━━ MATERIAL PROVIDED ━━

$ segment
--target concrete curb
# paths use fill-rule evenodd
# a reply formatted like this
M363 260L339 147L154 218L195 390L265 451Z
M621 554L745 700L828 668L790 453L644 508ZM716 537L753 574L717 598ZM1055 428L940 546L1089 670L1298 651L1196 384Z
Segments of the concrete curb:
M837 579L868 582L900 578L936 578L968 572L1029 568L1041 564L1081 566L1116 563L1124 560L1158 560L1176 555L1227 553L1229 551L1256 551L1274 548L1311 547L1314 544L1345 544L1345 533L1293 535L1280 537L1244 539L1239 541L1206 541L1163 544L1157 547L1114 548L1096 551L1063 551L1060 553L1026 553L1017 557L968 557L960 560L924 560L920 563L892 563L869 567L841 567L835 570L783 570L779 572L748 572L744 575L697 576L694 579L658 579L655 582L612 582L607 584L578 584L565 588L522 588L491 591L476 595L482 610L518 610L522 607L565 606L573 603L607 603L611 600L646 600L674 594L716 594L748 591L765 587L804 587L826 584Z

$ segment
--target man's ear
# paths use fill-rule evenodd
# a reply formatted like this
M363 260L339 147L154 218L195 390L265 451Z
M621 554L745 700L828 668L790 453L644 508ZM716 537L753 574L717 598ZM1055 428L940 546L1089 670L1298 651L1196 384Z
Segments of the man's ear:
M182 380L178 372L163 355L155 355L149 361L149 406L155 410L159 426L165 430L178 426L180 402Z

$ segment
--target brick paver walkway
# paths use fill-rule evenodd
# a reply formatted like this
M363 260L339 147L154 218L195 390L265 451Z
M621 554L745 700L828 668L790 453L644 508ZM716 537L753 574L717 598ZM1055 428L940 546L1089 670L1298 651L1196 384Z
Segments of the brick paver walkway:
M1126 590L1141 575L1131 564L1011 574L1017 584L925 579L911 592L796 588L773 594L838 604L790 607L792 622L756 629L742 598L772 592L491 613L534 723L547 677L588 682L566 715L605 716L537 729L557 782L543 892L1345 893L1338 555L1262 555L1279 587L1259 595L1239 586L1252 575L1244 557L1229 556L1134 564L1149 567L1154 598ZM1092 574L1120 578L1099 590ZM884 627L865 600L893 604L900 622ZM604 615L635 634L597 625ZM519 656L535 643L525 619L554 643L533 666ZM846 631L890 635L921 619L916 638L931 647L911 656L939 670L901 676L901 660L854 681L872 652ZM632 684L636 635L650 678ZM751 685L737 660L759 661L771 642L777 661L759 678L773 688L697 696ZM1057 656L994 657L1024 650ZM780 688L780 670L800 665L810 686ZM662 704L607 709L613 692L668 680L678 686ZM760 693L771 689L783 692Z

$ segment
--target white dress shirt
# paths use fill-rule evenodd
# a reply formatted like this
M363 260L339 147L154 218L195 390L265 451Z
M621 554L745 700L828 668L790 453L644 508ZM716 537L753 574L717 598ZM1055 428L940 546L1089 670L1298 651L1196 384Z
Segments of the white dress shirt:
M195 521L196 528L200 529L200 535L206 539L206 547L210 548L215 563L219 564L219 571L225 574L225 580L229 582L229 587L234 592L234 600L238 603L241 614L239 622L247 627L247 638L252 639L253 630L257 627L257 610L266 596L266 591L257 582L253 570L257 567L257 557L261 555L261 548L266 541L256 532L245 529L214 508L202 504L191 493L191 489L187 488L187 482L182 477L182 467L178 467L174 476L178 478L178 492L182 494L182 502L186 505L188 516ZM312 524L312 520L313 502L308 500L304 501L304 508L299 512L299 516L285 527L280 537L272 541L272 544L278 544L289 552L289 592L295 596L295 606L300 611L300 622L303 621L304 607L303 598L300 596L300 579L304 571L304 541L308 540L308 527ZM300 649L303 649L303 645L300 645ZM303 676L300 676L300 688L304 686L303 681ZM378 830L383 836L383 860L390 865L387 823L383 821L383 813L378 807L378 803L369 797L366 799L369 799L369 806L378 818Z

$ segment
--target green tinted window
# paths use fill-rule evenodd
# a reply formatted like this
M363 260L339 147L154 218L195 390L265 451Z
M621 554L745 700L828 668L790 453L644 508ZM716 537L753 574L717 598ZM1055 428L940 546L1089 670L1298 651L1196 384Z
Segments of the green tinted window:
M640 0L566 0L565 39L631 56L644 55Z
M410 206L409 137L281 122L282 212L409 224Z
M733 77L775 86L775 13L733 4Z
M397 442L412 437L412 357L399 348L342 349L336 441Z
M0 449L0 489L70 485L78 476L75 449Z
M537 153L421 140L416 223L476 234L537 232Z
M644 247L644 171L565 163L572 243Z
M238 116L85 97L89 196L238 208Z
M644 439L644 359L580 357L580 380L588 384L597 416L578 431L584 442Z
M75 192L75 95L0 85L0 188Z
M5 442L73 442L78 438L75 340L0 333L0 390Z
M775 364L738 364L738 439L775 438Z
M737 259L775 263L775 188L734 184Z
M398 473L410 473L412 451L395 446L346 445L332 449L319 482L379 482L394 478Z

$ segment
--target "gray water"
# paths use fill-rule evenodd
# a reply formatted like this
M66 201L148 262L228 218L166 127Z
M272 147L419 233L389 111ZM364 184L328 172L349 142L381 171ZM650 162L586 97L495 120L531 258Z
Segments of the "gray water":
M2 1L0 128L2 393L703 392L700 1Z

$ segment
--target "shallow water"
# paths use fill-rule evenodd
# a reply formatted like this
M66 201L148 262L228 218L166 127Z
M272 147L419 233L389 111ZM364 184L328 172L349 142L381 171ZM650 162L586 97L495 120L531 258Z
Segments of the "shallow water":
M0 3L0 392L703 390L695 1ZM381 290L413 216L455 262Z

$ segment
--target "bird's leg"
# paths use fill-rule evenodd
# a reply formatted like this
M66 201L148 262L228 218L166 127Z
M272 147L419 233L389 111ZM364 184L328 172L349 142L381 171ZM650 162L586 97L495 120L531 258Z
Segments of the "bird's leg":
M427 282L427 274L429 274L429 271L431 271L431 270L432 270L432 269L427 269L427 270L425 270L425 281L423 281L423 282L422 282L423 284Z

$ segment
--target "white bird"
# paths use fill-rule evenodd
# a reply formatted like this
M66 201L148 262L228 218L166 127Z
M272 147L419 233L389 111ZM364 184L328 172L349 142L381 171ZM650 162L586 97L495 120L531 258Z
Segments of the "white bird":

━━━

▸ DIRECTIONS FOR THIS TASK: Reproduce every one of the rows above word for word, without changing a single character.

▸ REPLY:
$ segment
--target concrete curb
# paths use fill-rule evenodd
# a reply formatted like this
M363 260L339 147L154 218L195 390L265 451Z
M621 554L745 700L828 668L790 453L644 508ZM716 537L753 574L717 598ZM1055 428L940 546L1089 670L1298 651L1196 384Z
Segments of the concrete curb:
M837 579L868 582L900 578L936 578L968 572L1029 568L1041 564L1081 566L1116 563L1124 560L1158 560L1176 555L1227 553L1229 551L1256 551L1274 548L1311 547L1314 544L1345 544L1345 533L1293 535L1280 537L1244 539L1239 541L1206 541L1163 544L1157 547L1114 548L1096 551L1063 551L1060 553L1026 553L1017 557L968 557L960 560L924 560L920 563L892 563L869 567L841 567L835 570L783 570L779 572L748 572L744 575L697 576L694 579L658 579L655 582L612 582L607 584L578 584L565 588L522 588L491 591L476 595L482 610L518 610L522 607L565 606L573 603L607 603L611 600L646 600L674 594L716 594L748 591L765 587L804 587L826 584Z

$ segment
--target man's ear
# paths use fill-rule evenodd
# a reply formatted like this
M363 260L339 147L154 218L195 390L265 451Z
M621 554L745 700L828 668L790 453L644 508ZM716 537L753 574L717 598ZM1055 428L940 546L1089 670L1298 651L1196 384Z
Segments of the man's ear:
M182 380L178 372L163 355L155 355L149 361L149 406L155 410L159 426L165 430L178 426L180 402Z

$ segment
--target brick paver walkway
# paths use fill-rule evenodd
# a reply formatted like this
M363 260L339 147L154 218L195 390L265 451Z
M621 554L745 700L828 668L790 453L644 508ZM716 537L753 574L717 598ZM1055 428L940 546L1089 670L1298 651L1196 384Z
Segments of the brick paver walkway:
M1126 590L1141 575L1131 564L1011 574L1017 584L925 579L911 592L796 588L773 594L838 604L790 607L792 622L756 629L742 598L772 592L491 613L534 723L547 677L588 682L566 715L605 716L537 729L557 782L543 892L1345 893L1338 555L1262 555L1279 587L1259 595L1239 586L1252 575L1244 557L1229 556L1134 564L1149 567L1154 598ZM1092 574L1120 578L1099 590ZM884 627L865 600L893 604L900 622ZM604 615L635 634L597 625ZM519 656L535 643L525 619L554 643L533 666ZM846 631L890 635L921 619L916 638L931 647L911 656L939 670L901 676L901 660L854 681L872 652ZM632 684L636 635L650 678ZM751 685L737 660L759 661L771 642L777 661L759 678L773 688L697 696ZM1057 656L994 657L1024 650ZM780 688L780 670L800 665L810 686ZM662 704L607 709L613 692L668 680L678 686ZM760 693L771 689L783 692Z

$ segment
--target white dress shirt
# paths use fill-rule evenodd
# a reply formatted like this
M363 260L339 147L154 218L195 390L265 451Z
M621 554L745 700L828 668L790 453L644 508ZM716 537L753 574L717 598ZM1055 428L940 546L1089 670L1298 651L1196 384Z
Segments of the white dress shirt:
M195 521L196 528L200 529L200 535L206 539L206 547L210 548L215 563L219 564L219 571L225 574L225 580L229 582L229 587L234 592L234 600L238 603L241 614L239 622L247 627L247 638L252 639L253 630L257 627L257 610L266 596L266 591L257 582L253 570L257 567L257 557L261 555L261 548L266 541L256 532L245 529L214 508L202 504L191 493L191 489L187 488L187 482L182 477L182 467L178 467L174 476L178 478L178 492L182 494L182 502L186 505L188 516ZM312 524L312 520L313 502L308 500L304 501L304 508L299 512L299 516L285 527L280 537L272 541L272 544L278 544L289 552L289 592L295 596L295 606L300 611L300 622L303 621L304 607L303 598L300 596L300 579L304 571L304 541L308 540L308 527ZM300 649L303 649L303 645L300 645ZM303 676L300 676L300 688L304 686L303 681ZM378 830L383 836L383 860L390 865L387 823L383 821L383 813L378 807L378 803L369 797L366 799L369 799L369 806L378 818Z

$ segment
--target green tinted window
# paths use fill-rule evenodd
# a reply formatted like this
M363 260L339 147L154 218L195 390L265 451Z
M621 554L745 700L828 668L790 453L644 508ZM716 537L753 574L717 598ZM1055 428L940 546L1089 670L1298 651L1196 384Z
Segments of the green tinted window:
M640 0L566 0L565 39L631 56L644 55Z
M410 206L409 137L281 122L282 212L409 224Z
M733 77L775 86L775 13L733 4Z
M397 442L412 437L412 357L399 348L342 349L336 441Z
M0 449L0 489L70 485L78 476L75 449Z
M537 153L421 140L416 223L476 234L537 232Z
M644 247L644 171L565 163L572 243Z
M238 116L85 97L89 196L238 208Z
M644 439L644 359L580 357L580 380L588 384L597 416L578 431L584 442Z
M75 192L75 95L0 85L0 188Z
M5 442L73 442L78 438L75 340L0 333L0 390Z
M775 364L738 364L738 439L775 438Z
M737 259L775 263L775 188L734 184Z
M398 473L410 473L412 451L395 446L346 445L332 449L319 482L379 482L394 478Z

$ segment
--target "gray water"
# paths use fill-rule evenodd
# a reply formatted like this
M66 201L148 262L228 218L166 127Z
M272 147L419 233L389 111ZM364 184L328 172L349 142L381 171ZM650 162L586 97L495 120L531 258Z
Segments of the "gray water":
M2 1L0 128L2 393L703 392L700 1Z

$ segment
--target "shallow water"
# paths use fill-rule evenodd
# a reply formatted like this
M66 201L148 262L228 218L166 127Z
M272 147L419 233L389 111ZM364 184L328 172L349 142L381 171ZM650 162L586 97L495 120L531 258Z
Segments of the "shallow water":
M0 3L0 392L703 390L695 1ZM381 290L413 216L455 262Z

$ segment
--target "bird's leg"
# paths use fill-rule evenodd
# a reply formatted like this
M66 201L148 262L228 218L166 127Z
M272 147L419 233L389 111ZM364 184L328 172L349 142L381 171ZM650 162L586 97L495 120L531 258Z
Segments of the "bird's leg":
M427 282L427 274L429 274L429 271L431 271L431 270L432 270L432 269L427 269L427 270L425 270L425 281L423 281L423 282L422 282L423 284Z

$ segment
--target "white bird"
# paths use fill-rule evenodd
# a reply formatted like this
M66 201L148 262L228 218L166 127Z
M272 147L419 233L389 111ZM364 184L328 172L349 142L381 171ZM650 162L586 97L495 120L531 258Z
Segments of the "white bird":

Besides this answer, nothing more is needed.